**Description of the task**
In the records below, copy out every line word for word, from the line containing "I would be grateful if you could indicate the asphalt" through the last line of the records.

**Material shown**

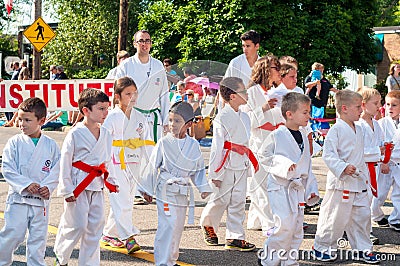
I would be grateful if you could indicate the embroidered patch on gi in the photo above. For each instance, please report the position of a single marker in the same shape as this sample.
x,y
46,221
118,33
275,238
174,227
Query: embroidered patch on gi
x,y
46,167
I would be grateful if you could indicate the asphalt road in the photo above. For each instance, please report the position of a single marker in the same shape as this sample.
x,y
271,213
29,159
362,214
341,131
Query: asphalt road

**Exercise output**
I would be grateful if you could indicate the asphalt road in the photo above. For each instance, please report the position of a single marker in the same shape as this sample.
x,y
271,213
29,159
362,214
341,131
Query: asphalt road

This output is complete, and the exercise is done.